[Given data]
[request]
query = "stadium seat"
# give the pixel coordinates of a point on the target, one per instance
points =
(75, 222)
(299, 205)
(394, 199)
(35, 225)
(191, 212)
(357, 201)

[Task to carry out]
Copy out each line exactly.

[Expected answer]
[request]
query = "stadium seat"
# give the pixel coordinates of a point on the target, one per instance
points =
(75, 222)
(299, 205)
(394, 199)
(35, 225)
(191, 212)
(357, 201)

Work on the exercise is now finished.